Write the records below out again. Match them exactly.

=== Section Start ===

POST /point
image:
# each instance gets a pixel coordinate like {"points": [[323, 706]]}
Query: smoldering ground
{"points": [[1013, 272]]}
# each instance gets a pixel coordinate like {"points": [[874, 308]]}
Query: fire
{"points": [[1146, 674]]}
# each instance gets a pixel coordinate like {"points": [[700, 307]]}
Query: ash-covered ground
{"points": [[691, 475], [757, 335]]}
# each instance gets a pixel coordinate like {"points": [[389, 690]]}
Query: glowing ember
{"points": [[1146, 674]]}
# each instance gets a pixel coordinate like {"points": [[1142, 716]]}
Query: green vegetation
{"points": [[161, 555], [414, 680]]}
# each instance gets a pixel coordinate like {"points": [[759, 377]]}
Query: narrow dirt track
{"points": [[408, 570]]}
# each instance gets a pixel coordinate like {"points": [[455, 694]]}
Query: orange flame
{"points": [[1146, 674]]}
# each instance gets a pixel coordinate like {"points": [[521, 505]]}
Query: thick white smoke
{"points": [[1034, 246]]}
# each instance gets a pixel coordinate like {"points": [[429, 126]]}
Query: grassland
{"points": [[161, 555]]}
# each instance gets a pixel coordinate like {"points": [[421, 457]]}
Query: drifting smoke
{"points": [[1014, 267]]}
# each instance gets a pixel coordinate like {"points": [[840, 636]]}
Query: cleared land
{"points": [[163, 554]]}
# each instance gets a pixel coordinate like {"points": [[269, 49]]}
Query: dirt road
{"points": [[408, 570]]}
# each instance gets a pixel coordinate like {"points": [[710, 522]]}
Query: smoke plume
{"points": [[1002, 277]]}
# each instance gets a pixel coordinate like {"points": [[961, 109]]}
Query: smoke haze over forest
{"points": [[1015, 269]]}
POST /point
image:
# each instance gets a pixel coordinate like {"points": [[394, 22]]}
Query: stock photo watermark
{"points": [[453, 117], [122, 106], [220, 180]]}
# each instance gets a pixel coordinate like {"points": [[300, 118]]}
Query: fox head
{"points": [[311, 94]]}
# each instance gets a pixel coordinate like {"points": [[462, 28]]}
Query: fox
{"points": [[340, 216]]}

=== Section End ===

Response box
POST /point
image:
# each instance gets a pixel coordinate like {"points": [[323, 706]]}
Query: smoldering ground
{"points": [[1013, 272]]}
# each instance gets a pixel coordinate like {"points": [[874, 308]]}
Query: fire
{"points": [[1146, 674]]}
# each instance gets a pixel coordinate like {"points": [[700, 307]]}
Query: ash-covered ground
{"points": [[691, 475], [757, 335]]}
# each instance gets a pixel coordinate like {"points": [[389, 690]]}
Query: glowing ember
{"points": [[1146, 674]]}
# each instance gets a pixel coordinate like {"points": [[1142, 716]]}
Query: green vegetation
{"points": [[161, 555], [414, 680]]}
# each instance gets a pixel coordinate like {"points": [[759, 377]]}
Query: narrow dirt track
{"points": [[408, 570]]}
# each instance gets a pixel coordinate like {"points": [[455, 694]]}
Query: orange flame
{"points": [[1146, 674]]}
# each instance gets a pixel coordinate like {"points": [[521, 505]]}
Query: thick white smoke
{"points": [[1034, 246]]}
# each instance gets a pixel coordinate like {"points": [[429, 126]]}
Query: grassland
{"points": [[161, 555]]}
# each instance gets a pixel coordinate like {"points": [[421, 457]]}
Query: drifting smoke
{"points": [[1014, 267]]}
# each instance gets a pixel coordinate like {"points": [[840, 636]]}
Query: cleared land
{"points": [[163, 554]]}
# each instance gets a pixel coordinate like {"points": [[269, 49]]}
Query: dirt road
{"points": [[408, 570]]}
# each instance gets a pixel coordinate like {"points": [[710, 522]]}
Query: smoke plume
{"points": [[1002, 277]]}
# each instance gets a pixel coordinate like {"points": [[961, 109]]}
Query: smoke haze over forest
{"points": [[1015, 269]]}
POST /point
image:
# each instance gets a pixel coordinate like {"points": [[394, 22]]}
Query: stock photo watermark
{"points": [[453, 117], [122, 106], [220, 180]]}
# each instance gets a pixel coordinate like {"points": [[300, 118]]}
Query: fox head
{"points": [[311, 94]]}
# each instance gets a pixel coordinate like {"points": [[462, 28]]}
Query: fox
{"points": [[340, 216]]}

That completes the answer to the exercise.